WHAT THIS TASK INVOLVES:
Reproduce each entry exactly as it reads. Leave the images out.

Saved entries

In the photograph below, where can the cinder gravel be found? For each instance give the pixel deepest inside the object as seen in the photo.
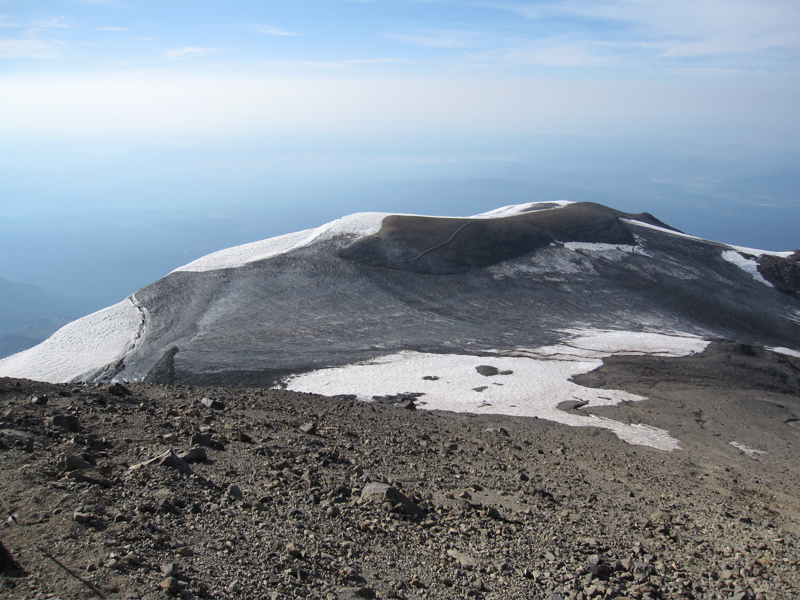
(259, 493)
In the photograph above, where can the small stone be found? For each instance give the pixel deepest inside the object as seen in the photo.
(65, 422)
(213, 404)
(382, 492)
(310, 428)
(170, 585)
(117, 389)
(90, 476)
(464, 559)
(167, 459)
(35, 518)
(195, 454)
(487, 370)
(479, 585)
(501, 430)
(235, 493)
(74, 462)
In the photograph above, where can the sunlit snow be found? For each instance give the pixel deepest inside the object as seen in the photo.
(79, 347)
(748, 265)
(356, 225)
(359, 225)
(535, 383)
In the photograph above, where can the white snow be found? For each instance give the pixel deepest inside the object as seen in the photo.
(518, 209)
(356, 225)
(786, 351)
(748, 265)
(79, 347)
(662, 229)
(537, 384)
(359, 224)
(755, 252)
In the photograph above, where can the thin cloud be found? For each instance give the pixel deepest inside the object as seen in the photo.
(51, 23)
(435, 39)
(272, 30)
(190, 52)
(722, 30)
(560, 55)
(331, 65)
(11, 48)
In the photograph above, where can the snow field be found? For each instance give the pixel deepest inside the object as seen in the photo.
(534, 384)
(79, 347)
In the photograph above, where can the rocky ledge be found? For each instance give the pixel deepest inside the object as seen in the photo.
(151, 491)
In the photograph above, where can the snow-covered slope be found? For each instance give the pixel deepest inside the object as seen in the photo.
(80, 348)
(372, 303)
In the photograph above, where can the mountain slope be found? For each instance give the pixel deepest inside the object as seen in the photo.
(29, 315)
(371, 285)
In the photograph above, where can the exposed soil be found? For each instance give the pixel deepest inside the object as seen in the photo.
(446, 245)
(273, 499)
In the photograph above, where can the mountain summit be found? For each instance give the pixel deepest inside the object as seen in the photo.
(567, 282)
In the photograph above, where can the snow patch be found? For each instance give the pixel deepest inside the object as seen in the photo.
(518, 209)
(537, 380)
(748, 265)
(79, 347)
(358, 225)
(751, 452)
(786, 351)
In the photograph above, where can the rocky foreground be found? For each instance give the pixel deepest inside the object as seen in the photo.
(149, 491)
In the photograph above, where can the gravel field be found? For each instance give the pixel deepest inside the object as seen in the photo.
(157, 491)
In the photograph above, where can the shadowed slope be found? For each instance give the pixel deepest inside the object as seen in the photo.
(448, 245)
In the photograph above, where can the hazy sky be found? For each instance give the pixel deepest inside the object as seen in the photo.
(136, 135)
(726, 70)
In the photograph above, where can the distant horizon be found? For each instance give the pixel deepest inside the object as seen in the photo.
(137, 137)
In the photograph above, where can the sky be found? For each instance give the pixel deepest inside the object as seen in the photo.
(136, 136)
(722, 68)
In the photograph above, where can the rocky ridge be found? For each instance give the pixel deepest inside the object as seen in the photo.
(150, 491)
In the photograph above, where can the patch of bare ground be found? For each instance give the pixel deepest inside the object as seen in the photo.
(181, 492)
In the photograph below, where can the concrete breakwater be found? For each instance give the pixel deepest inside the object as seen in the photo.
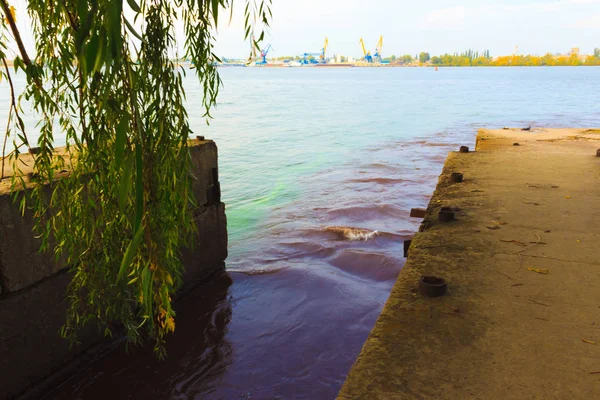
(32, 286)
(520, 257)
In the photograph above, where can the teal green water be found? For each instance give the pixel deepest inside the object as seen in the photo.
(302, 150)
(277, 127)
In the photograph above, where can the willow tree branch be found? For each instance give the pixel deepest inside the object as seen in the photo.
(15, 31)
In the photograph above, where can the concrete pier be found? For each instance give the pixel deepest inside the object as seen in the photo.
(32, 285)
(521, 319)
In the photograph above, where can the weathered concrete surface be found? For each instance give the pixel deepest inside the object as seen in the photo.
(32, 306)
(503, 331)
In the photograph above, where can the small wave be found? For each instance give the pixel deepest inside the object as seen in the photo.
(258, 271)
(351, 233)
(380, 181)
(367, 212)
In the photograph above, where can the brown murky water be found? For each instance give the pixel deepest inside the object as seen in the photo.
(292, 327)
(305, 154)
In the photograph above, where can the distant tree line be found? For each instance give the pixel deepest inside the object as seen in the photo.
(473, 58)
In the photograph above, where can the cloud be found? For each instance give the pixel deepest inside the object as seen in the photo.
(588, 23)
(445, 18)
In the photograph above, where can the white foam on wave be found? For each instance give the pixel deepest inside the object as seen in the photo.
(351, 233)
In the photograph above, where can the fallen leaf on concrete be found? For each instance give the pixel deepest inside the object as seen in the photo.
(539, 270)
(514, 241)
(537, 302)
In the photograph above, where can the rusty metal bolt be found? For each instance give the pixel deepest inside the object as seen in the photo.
(407, 247)
(456, 177)
(432, 286)
(418, 212)
(446, 214)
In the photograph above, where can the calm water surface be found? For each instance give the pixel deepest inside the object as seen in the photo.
(306, 149)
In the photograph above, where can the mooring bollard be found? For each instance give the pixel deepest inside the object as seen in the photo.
(456, 177)
(407, 247)
(446, 214)
(432, 286)
(418, 212)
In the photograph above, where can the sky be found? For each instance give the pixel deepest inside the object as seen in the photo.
(409, 26)
(434, 26)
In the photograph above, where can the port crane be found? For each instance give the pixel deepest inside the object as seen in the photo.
(366, 54)
(376, 57)
(321, 55)
(263, 54)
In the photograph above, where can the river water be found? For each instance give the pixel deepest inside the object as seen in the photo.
(301, 151)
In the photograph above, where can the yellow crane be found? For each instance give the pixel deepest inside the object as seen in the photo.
(324, 49)
(363, 46)
(377, 55)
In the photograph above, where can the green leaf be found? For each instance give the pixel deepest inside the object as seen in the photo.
(121, 139)
(132, 30)
(91, 52)
(139, 187)
(130, 252)
(215, 8)
(125, 184)
(134, 6)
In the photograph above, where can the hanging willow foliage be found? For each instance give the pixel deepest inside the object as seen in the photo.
(104, 77)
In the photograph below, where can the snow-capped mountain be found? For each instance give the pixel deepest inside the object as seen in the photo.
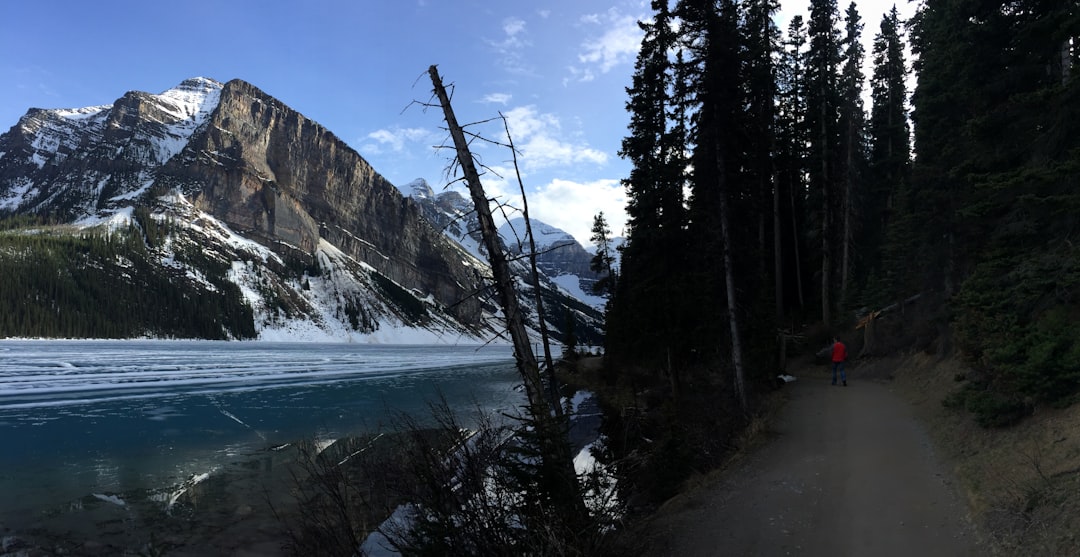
(563, 263)
(229, 189)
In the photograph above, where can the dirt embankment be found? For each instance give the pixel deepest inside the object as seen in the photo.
(1022, 484)
(847, 472)
(882, 467)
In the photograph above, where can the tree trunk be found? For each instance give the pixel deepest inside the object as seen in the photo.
(826, 263)
(778, 258)
(848, 186)
(549, 362)
(551, 431)
(729, 279)
(797, 256)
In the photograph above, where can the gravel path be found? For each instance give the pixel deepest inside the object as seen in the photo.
(850, 472)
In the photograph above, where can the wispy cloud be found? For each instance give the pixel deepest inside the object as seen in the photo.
(511, 45)
(497, 98)
(618, 41)
(394, 139)
(539, 138)
(571, 205)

ANSWER FOR THIS EXERCISE:
In the photograph below, where can the cinder gravel be found? For each instance give the pixel deepest inside the object as seen in the photo.
(259, 493)
In the photograph above, where can the small stone be found? For each instance give the pixel deepest inside the object as seen in the photo.
(65, 422)
(213, 404)
(382, 492)
(310, 428)
(170, 585)
(117, 389)
(90, 476)
(464, 559)
(167, 459)
(35, 518)
(195, 454)
(487, 370)
(479, 585)
(501, 430)
(235, 493)
(74, 462)
In the photograph above, where can the sunlit snow be found? For each instance give the pixel deepest inside the object as seen in the photo.
(79, 347)
(748, 265)
(356, 225)
(359, 225)
(535, 383)
In the photograph above, where can the white snow be found? For each instance give the pixel deepest inside the object as seen in the photo.
(518, 209)
(356, 225)
(786, 351)
(748, 265)
(79, 347)
(662, 229)
(537, 384)
(359, 224)
(755, 252)
In the photograph above, where can the thin cloud be found? For each instance give the pixel deepest inside the object as seen in the photo.
(51, 23)
(435, 39)
(272, 30)
(190, 52)
(722, 30)
(560, 55)
(331, 65)
(11, 48)
In the photograph above, where can the snow field be found? For each instance give the pixel deepest inside the object as seen in the photo.
(534, 384)
(79, 347)
In the photograph above, where can the rocky ledge be found? For each instance give the pixel deepest inside the object as seen in the photo.
(151, 491)
In the photograph above, where can the snow-covered slope be found? For each instance give the pixel deepest inside the object as seen in the photo.
(80, 348)
(372, 303)
In the photograph above, where can the mountain slope be found? For each instance give the pixel deepest inside the object as seen in the photo.
(29, 315)
(371, 285)
In the photograph above, where can the exposed soil be found? For each instance give the pixel deepest inside the object as seen in the photo.
(446, 245)
(273, 499)
In the photograph above, where can the mountain summit be found? For each instance give the pixel deepest inside the object as seen in the photo.
(567, 282)
In the photograph above, where can the snow patch be found? For each instance give the pixel deepest inside the object as seen in the photo.
(518, 209)
(537, 380)
(748, 265)
(79, 347)
(358, 225)
(751, 452)
(786, 351)
In the photograph above, where can the rocky foreground be found? For each instance give the pixel deepest inside the object as seen in the photo.
(149, 491)
In the photograph above, where can the gravel field be found? For each instance give the pixel deepest inside the object as seen in the photo.
(157, 491)
In the photograph above, where can the shadowed slope be found? For each instance give the pixel deepest inside the object as seen in the photo.
(448, 245)
In the photograph above, where can the hazy sky be found? For each instance give the pixel deepest inside the object as seen in the photo.
(136, 135)
(726, 70)
In the photograph above, where can the distant horizon be found? For each instance give the pixel deepest inside the object as seen in the photo.
(137, 137)
In the photograph above, where can the sky be found? For each instance give the pixel deepest inside the object as seen in the photo.
(136, 136)
(722, 68)
In the photograph above, where can the rocky ridge be found? For each instance give the pixel deepest inside the object as seen in the photo.
(150, 491)
In the photograph above, where can the patch of bare ground be found? For each instance give the pixel deepest inside the object as seen in the photo.
(181, 492)
In the photograph below, where can the concrete breakwater be found? For each instance give the pixel deepest inside the object as seen in the photo.
(32, 286)
(520, 257)
In the photograph above, where can the teal green water be found? For each instance give the pixel deepest inside the object as seen in the photo.
(302, 150)
(277, 127)
In the photograph above, where can the willow tree branch be found? For each instance give the pixel deepest inside the object as seen in the photo.
(15, 31)
In the photograph above, where can the concrete pier be found? For each instance give the pixel deepest inside the object as seen in the photo.
(32, 285)
(521, 319)
In the photograph above, where can the weathered concrete surface be found? For each instance give the pixel deepest inside the object as seen in the photo.
(32, 306)
(503, 331)
In the photograph above, where can the small wave be found? For each instance give the pixel deepest inside the object as seen in the photo.
(258, 271)
(351, 233)
(380, 181)
(367, 212)
In the photograph above, where can the brown murky water be found? For each instance give the pixel deepest inside the object as seen in the photo.
(292, 327)
(305, 154)
In the photograph above, where can the distant tree line be found? For each instance give the pixel deepest inside the object as seen in the photo.
(473, 58)
In the photograph above, where can the cloud be found? For each instance give the pixel deepest inside the object as seen in the photo.
(588, 23)
(445, 18)
In the photograph above, where can the white foam on wave be found? For each instance give the pixel deepest inside the object as seen in the photo.
(351, 233)
In the photograph above, where can the fallen leaf on concrete be found? For each instance give the pixel deepest inside the object as seen in the photo.
(539, 270)
(514, 241)
(537, 302)
In the photograph above, where can the rusty metal bolt be found? For each instance give the pixel deepest inside the object as seen in the photo.
(407, 247)
(456, 177)
(432, 286)
(418, 212)
(446, 214)
In the photograph above, where can the calm water surface be found? For each instance give the pixel deepest inside the object as seen in the photo.
(306, 149)
In the photograph above, where can the mooring bollard be found? For each instance give the pixel deepest inside the object as seen in the photo.
(456, 177)
(407, 247)
(446, 214)
(432, 286)
(418, 212)
In the photograph above, where can the sky be found? For each instance give the pixel deepest inside the object as seen in the photo.
(409, 26)
(434, 26)
In the photograph above, where can the port crane be found? For each instance give the pixel deepest inside the object as seen in the photo.
(366, 54)
(376, 57)
(321, 55)
(263, 54)
In the photograph above, where can the river water be found? For each instance give the pixel deepest inside the object as seen in the photo.
(301, 151)
In the photograph above, where can the yellow crane be found? For each instance give the pixel deepest inside the object as seen in the photo.
(324, 49)
(363, 46)
(377, 55)
In the photograph above, where can the green leaf be found? For each instance give the pixel deepest inside the object as seen in the photo.
(121, 139)
(132, 30)
(91, 52)
(139, 187)
(130, 252)
(215, 8)
(125, 184)
(134, 6)
In the photograph above, where can the hanging willow foliage be found? For each instance give the pixel deepest inside the object as seen in the photo.
(104, 77)
In the photograph below, where can the snow-capped mountain be found? For each instance give the pixel deepest inside the object as seen in the photo.
(563, 263)
(229, 189)
In the photograph above, where can the dirt embankment be found? For each instance give the pixel deepest inside the object as seen in the photo.
(1022, 484)
(847, 472)
(882, 467)
In the photograph above, where can the tree trunk be found? For each instance give the pixel deepest inside the object as seen in the photo.
(826, 263)
(778, 258)
(848, 186)
(549, 362)
(551, 431)
(729, 279)
(797, 256)
In the photograph above, where can the gravel path be found? For each instance give the pixel deepest inside the object as seen in the photo.
(850, 472)
In the photograph above, where can the wispy cloud be found? For each instance give the pixel deepest inside the object as seen in the photo.
(511, 45)
(497, 98)
(618, 41)
(394, 139)
(539, 138)
(571, 205)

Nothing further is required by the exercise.